Medications in Home Care

Medication has become an increasing and significant aspect of care currently being delivered and requested by Domiciliary care organisations across the UK.

According to the CQC regulations, Outcome 9 Management of Medicines states that the registered person must protect Service users against the risks associated with unsafe use and management of medicines.

However, the CQC Care Report 2011/12 highlights that “poor performance in respect of Medicines management continued across all types of social care setting”.

The demand for home care is increasing year upon year, and the demographic changing from the historic view of “tea and toast” tasks undertaken by care workers, to a need for complex nursing care.  The changes to our industry are happening quickly, and the pressure is on for every provider to recruit in order to meet the demand for our service.  It is a well-known fact that home care has a high staff turnover rate, and this can lead to pressures around comprehensive staff training and robust competency checks.

The nature of the industry is that care workers are often alone in service user’s homes when administering or prompting medication and therefore the margin for error can be high.

It is in the interest of every Registered Provider to ensure their paperwork is as simple as possible, with clear instructions. We must take into account literacy levels and ensure that each individual has had their literacy level checked before competency is assessed. With recruitment being an ongoing, time-consuming and costly process, we do not want to alienate potential recruits who may have the ability to care, but not completely understand a complex MAR sheet.

MAR sheets can be complicated to Care staff that are not familiar and who lack experience in social care, so you must ensure your training covers your paperwork, and an explanation of the importance of such paperwork.

DATA UNDER STUDY →
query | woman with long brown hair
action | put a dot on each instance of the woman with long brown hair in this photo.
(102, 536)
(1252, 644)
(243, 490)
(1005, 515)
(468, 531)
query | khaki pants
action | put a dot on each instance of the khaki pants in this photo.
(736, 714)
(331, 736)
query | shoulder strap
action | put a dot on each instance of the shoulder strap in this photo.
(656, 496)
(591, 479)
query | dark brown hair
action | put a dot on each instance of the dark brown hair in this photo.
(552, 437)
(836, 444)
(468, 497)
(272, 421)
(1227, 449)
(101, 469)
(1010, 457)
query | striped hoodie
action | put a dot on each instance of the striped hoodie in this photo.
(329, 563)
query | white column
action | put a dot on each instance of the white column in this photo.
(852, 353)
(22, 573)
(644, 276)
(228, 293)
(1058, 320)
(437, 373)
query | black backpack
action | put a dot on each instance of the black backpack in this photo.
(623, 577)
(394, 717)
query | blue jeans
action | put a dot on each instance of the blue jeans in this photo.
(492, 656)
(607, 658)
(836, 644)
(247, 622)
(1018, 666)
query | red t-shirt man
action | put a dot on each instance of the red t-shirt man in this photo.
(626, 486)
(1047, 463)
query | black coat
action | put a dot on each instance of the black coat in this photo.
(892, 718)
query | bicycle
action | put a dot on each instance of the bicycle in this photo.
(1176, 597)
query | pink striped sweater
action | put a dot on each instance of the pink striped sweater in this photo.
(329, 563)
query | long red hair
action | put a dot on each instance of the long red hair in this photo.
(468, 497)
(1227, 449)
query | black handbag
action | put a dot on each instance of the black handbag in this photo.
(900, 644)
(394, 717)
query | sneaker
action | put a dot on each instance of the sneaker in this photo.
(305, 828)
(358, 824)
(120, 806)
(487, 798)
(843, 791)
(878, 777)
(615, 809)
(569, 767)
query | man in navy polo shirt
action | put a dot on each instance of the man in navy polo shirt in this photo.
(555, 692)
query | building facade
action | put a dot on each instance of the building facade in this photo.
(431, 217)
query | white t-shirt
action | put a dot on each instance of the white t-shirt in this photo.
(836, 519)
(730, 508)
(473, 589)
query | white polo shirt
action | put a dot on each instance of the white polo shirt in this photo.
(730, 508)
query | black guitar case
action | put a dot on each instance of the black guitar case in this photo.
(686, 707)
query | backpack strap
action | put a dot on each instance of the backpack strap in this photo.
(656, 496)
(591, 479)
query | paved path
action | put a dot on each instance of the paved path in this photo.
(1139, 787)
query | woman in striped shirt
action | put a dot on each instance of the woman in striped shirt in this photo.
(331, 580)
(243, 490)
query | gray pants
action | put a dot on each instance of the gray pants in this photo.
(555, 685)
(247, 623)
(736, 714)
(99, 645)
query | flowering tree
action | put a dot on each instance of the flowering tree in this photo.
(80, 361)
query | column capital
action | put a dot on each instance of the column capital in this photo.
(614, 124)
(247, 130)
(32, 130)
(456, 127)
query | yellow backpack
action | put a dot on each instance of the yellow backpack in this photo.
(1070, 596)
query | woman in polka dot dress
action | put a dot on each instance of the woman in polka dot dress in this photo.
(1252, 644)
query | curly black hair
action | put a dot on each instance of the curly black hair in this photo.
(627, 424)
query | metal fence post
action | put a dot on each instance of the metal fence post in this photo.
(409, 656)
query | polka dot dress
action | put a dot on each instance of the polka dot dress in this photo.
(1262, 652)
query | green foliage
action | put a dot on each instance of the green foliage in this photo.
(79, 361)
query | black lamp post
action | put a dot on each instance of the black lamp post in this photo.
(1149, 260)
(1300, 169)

---

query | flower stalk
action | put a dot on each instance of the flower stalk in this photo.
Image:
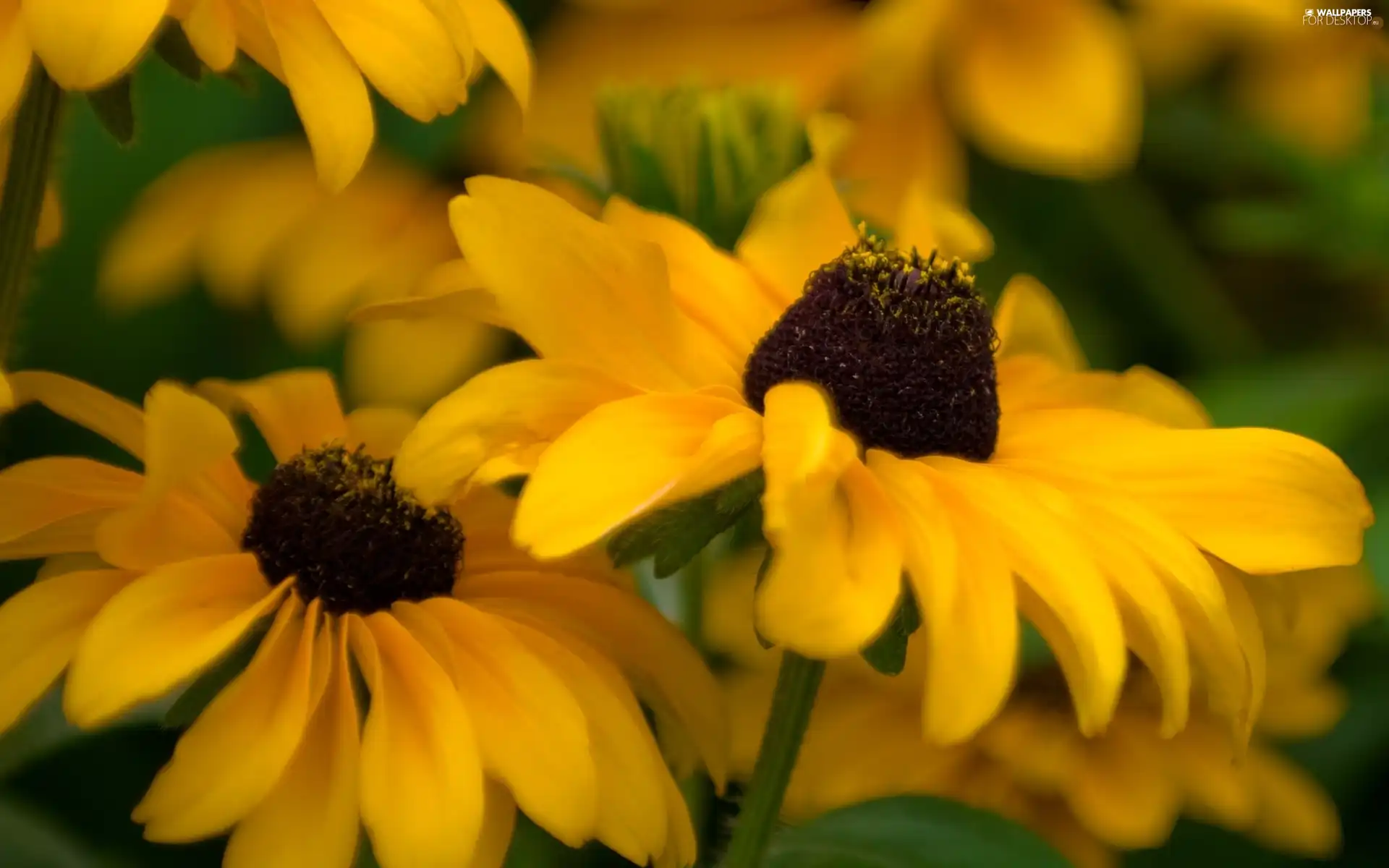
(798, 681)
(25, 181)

DIRECTIONS →
[1] Using the text on medications in home care, decide whether each statement below agrees with it. Answer yes or no for each and quote the words of the text that decide it.
(a) The CQC Care Report 2011/12 found poor medicines management only in home care.
(b) Care workers are often alone in service users' homes when giving or prompting medication.
(c) Each individual's literacy level should be checked before competency is assessed.
[2] Resume the text on medications in home care, picking up after its last sentence.

RESULTS BY TASK →
[1]
(a) No: "poor performance in respect of Medicines management continued across all types of social care setting"
(b) Yes: "care workers are often alone in service user’s homes when administering or prompting medication"
(c) Yes: "ensure that each individual has had their literacy level checked before competency is assessed"

[2]
Ensuring care staff are competent before they visit any service user is absolutely critical. As a manager, you are responsible for deciding upon and checking competency, and confirming that individual care staff are comfortable with administering or prompting medication.

A simple ‘How to Guide’ can be beneficial in educating staff and provide an effective reminder should they need to go back and check they are completing paperwork correctly.

During the induction process, you may find it helpful to provide new recruits with a sample MAR sheet which details a number of different scenarios; such as - what if a service user refuses? Or what if a family member has prompted medication before you have arrived?

Work through the sample sheet and ask the recruit how they would document this on the MAR sheet. This process will be an effective tool in reassuring Managers that you have robustly checked individual competency levels.

If all Registered Providers take responsibility for adhering to effective procedures around medicines handling, ensuring risk is managed in a safe and responsible way and that staff are trained and competent, then surely next year’s State of Care report might record something different.